- _Aufgabenstellung_: Setzen Sie den Text über Bürgergeld und Lohnabstand im Anschluss an seine letzte Zeile fort.

- _Textausschnitt_:
┄┄┄┄┄┄
Für die rund 5,5 Millionen Bürgergeldempfänger hat das Jahr gut begonnen. Seit dem 1. Januar nämlich bekommen sie deutlich mehr Geld. Um 12 Prozent stiegen die staatlichen Transfers – und das, obwohl die Inflation vergangenes Jahr nur 5,9 Prozent betrug. Wer als arbeitsloser Single Grundsicherung bezieht, erhält jetzt pro Monat 563 Euro. Und bekommt in aller Regel auch die Miete vom Amt bezahlt.

Lohnt sich arbeiten da eigentlich noch? Oder verhält es sich mit dem Hartz-IV-Nachfolger tatsächlich so, wie es insbesondere Unionspolitiker zuletzt immer wieder behaupteten: Ist das Bürgergeld wirklich so hoch, dass Nichtstun belohnt wird, und der sogenannte Lohnabstand so klein, dass kaum ein Arbeitsloser einen Job annimmt?

Diesen Fragen sind nun Wirtschaftsforscher des Münchner Ifo-Instituts nachgegangen. Das für manchen überraschende Ergebnis ihrer Studie, die t-online vorab vorliegt: Arbeiten gehen lohnt sich immer. Wer einen Job hat, hat stets mehr Netto als jemand, der nur von Transfers lebt – zumindest dann, wenn die entsprechende Person neben ihrem Lohn zusätzlich auch alle staatlichen Leistungen bezieht, die ihr je nach Einkommen zustehen.

"Diese Behauptung ist schlicht falsch"

"Die von manchen Politikern aufgestellte Behauptung, wer nur Sozialleistungen beziehe, bekomme netto mehr als ein Geringverdiener, ist schlicht falsch", sagt Andreas Peichl, Leiter des Ifo-Zentrums für Makroökonomik und Befragungen. Sein Kollege Maximilian Blömer ergänzt: Dieser Fall sei schon deshalb ausgeschlossen, "weil es die Freibeträge für Erwerbstätige bei der Anrechnung von Einkommen auf die Sozialleistungen gibt, um genau das zu verhindern".

Zugleich aber zeigt die Studie auch: Der Lohnabstand ist je nach Haushalts- und Familienkonstellation unterschiedlich groß. Anders ausgedrückt: Arbeiten gehen lohnt sich nicht für alle im selben Maße, die finanziellen Anreize sind gerade mit Blick auf eine Beschäftigung im Niedriglohnsektor sehr verschieden. Und die Höhe der Miete spielt bei all dem eine große Rolle.

Für ihre Studie haben Peichl und seine Kollegen Bürgergeldempfänger mit Mindestlohnbeziehern verglichen. "Damit kommen wir am nächsten an das heran, was viele Menschen landläufig als Lohnabstand bezeichnen", erklärt Peichl. Zudem haben sie verschiedene Haushalte – Singles, Alleinerziehende, Alleinverdiener-Paare und Doppelverdiener-Paare – sowie unterschiedliche Mietniveaus (mittel oder hoch) in ihre Berechnung einbezogen.

"Da entsteht eine Niedriglohnfalle"
┄┄┄┄┄┄
- _Extrahierte Daten_:
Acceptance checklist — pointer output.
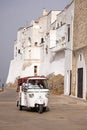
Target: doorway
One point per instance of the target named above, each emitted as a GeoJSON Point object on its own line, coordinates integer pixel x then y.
{"type": "Point", "coordinates": [80, 83]}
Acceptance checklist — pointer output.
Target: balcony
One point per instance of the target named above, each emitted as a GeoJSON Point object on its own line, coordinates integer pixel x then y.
{"type": "Point", "coordinates": [60, 42]}
{"type": "Point", "coordinates": [59, 47]}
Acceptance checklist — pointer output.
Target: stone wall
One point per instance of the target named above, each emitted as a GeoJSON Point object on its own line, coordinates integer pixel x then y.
{"type": "Point", "coordinates": [80, 24]}
{"type": "Point", "coordinates": [79, 37]}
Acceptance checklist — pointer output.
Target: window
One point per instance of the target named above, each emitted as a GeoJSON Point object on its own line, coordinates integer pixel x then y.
┄┄┄┄┄┄
- _Antwortbereich_:
t-online zeigt anhand von drei exemplarischen Rechnungen, wie groß beziehungsweise wie klein der Unterschied je nach Konstellation ausfallen kann:

  • Single: Hat mit Bürgergeld 563 Euro zur Verfügung, von dem er weder Heiz- noch Mietkosten bezahlen muss. Verdient in einem Vollzeitjob zum Mindestlohn (12,41 Euro pro Stunde) monatlich 2.000 Euro brutto, wovon ihm nach Abzug von Steuern, Abgaben, Heizkosten (80 Euro) und einer mittelhohen Miete (430 Euro, zum Beispiel in Dresden) im Schnitt 1.020 Euro bleiben. "Das macht einen Unterschied von 457 Euro im Monat", so Peichl. Für diese Summe aber müsste die Person auch zusätzliche Hilfen vom Amt beantragen, zum Beispiel Wohngeld. "Gänzlich ohne staatliche Transfers blieben nach Abzug aller Posten nur 965 Euro übrig, dann schrumpft der Lohnabstand auf 402 Euro." Und: Wohnt dieselbe Person in einer Stadt mit hohen Mieten (in der Ifo-Rechnung durchschnittlich 650 Euro), zum Beispiel München, fiele der Abstand ebenfalls kleiner aus. Der Grund: Hier lohnt sich die Mietübernahme durch das Amt mehr.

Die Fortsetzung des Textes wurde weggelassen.